RECORDS SHOWN:
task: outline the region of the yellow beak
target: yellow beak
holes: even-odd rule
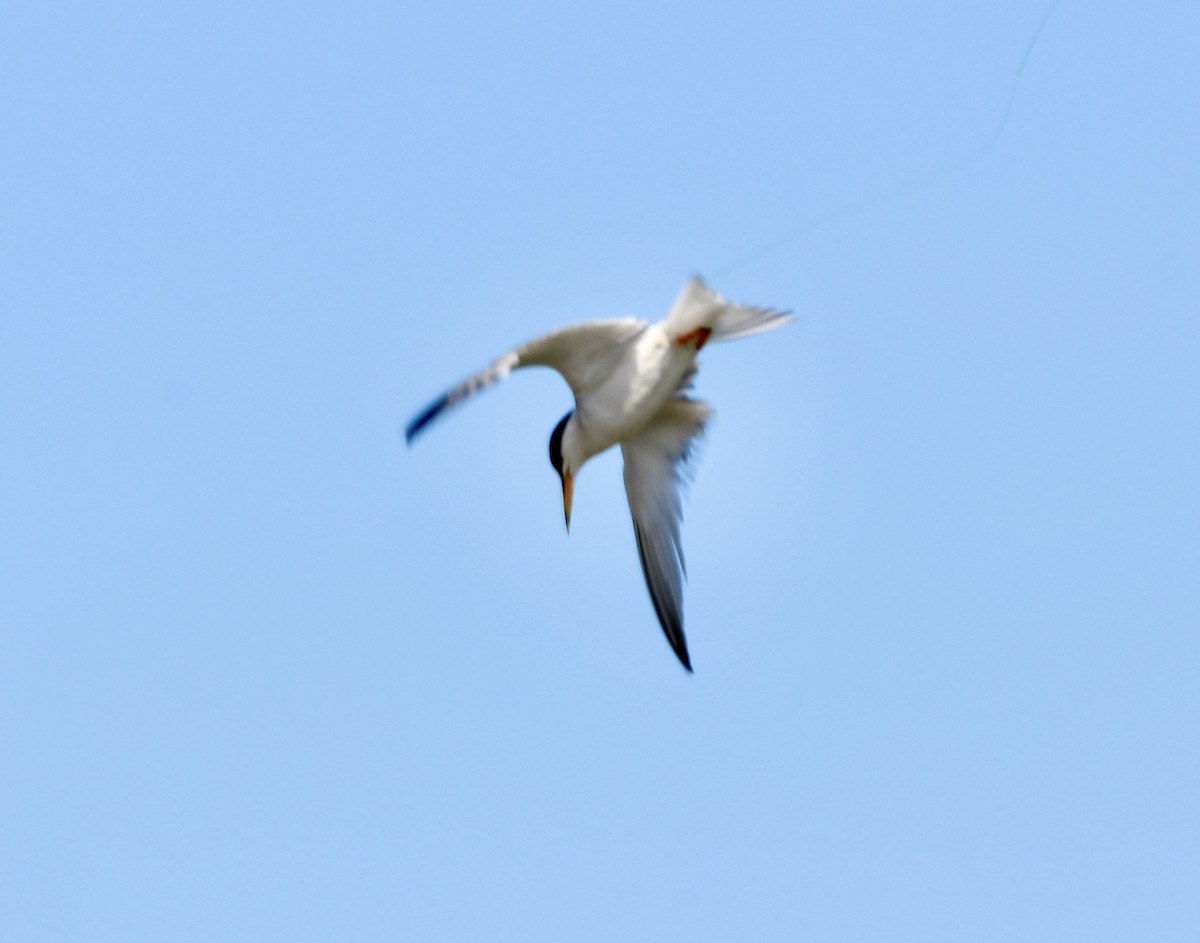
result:
[[[571,532],[571,498],[575,494],[575,479],[570,473],[562,476],[563,483],[563,517],[567,519],[567,533]]]

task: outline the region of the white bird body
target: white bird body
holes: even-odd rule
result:
[[[671,647],[690,671],[683,634],[679,473],[712,411],[683,391],[710,337],[745,337],[787,320],[785,313],[731,304],[693,278],[657,324],[634,318],[589,321],[508,352],[434,401],[409,423],[405,435],[411,443],[448,409],[519,367],[546,366],[561,373],[575,394],[575,409],[550,438],[550,460],[562,479],[567,526],[574,476],[588,459],[619,444],[651,601]]]
[[[583,395],[563,437],[563,459],[575,472],[589,458],[641,431],[695,371],[696,348],[671,343],[665,324],[625,342],[615,369]]]

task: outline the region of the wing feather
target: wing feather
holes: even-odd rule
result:
[[[451,387],[419,412],[404,429],[412,444],[421,432],[463,400],[505,379],[520,367],[550,367],[557,370],[578,396],[611,372],[626,343],[646,327],[637,318],[588,321],[543,334],[498,357],[490,365]]]
[[[680,526],[683,469],[712,411],[699,400],[677,396],[636,437],[621,443],[625,493],[650,600],[672,650],[692,670],[683,632],[683,557]]]

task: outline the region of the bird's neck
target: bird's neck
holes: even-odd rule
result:
[[[563,467],[571,469],[574,474],[579,471],[584,462],[600,451],[603,449],[597,448],[596,444],[591,441],[586,426],[579,418],[579,413],[572,415],[567,421],[566,428],[563,429]]]

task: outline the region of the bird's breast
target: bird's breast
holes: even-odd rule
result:
[[[659,325],[630,346],[615,370],[576,398],[591,454],[636,434],[678,392],[696,359],[694,347],[670,343]]]

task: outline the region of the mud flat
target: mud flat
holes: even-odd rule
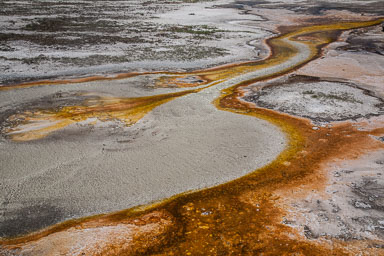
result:
[[[302,12],[296,1],[289,3],[276,4],[276,10],[267,10],[265,2],[223,7],[242,15],[262,9],[272,19],[263,20],[262,27],[275,31],[288,19],[291,26],[280,27],[281,35],[266,41],[271,54],[261,61],[190,73],[4,87],[1,143],[4,161],[17,167],[3,173],[6,236],[242,177],[3,239],[0,252],[380,255],[377,190],[382,183],[376,177],[382,175],[384,129],[379,94],[315,72],[281,76],[308,67],[342,31],[377,27],[383,19],[339,12],[348,17],[344,22],[328,12],[340,5],[325,5],[305,20],[311,3],[303,3]],[[287,6],[288,11],[279,9]],[[172,15],[180,18],[177,10]],[[319,107],[311,109],[313,104]],[[16,154],[22,160],[12,158]],[[252,172],[255,167],[260,168]],[[370,170],[361,172],[365,167]],[[25,218],[27,212],[33,214]],[[15,229],[16,221],[22,225]]]
[[[124,83],[128,94],[134,91],[132,81],[116,83]],[[174,99],[129,128],[83,122],[37,141],[2,141],[2,236],[217,185],[267,164],[284,149],[278,128],[218,111],[211,103],[218,96],[212,89]],[[3,106],[11,104],[7,98]]]
[[[231,23],[263,19],[217,7],[225,2],[2,0],[0,84],[201,69],[268,54],[261,42],[272,31]]]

TASK INSTRUCTIONS: All lines above that contain "white" are required in the answer.

EXERCISE RESULT:
task: outline the region of the white bird body
target: white bird body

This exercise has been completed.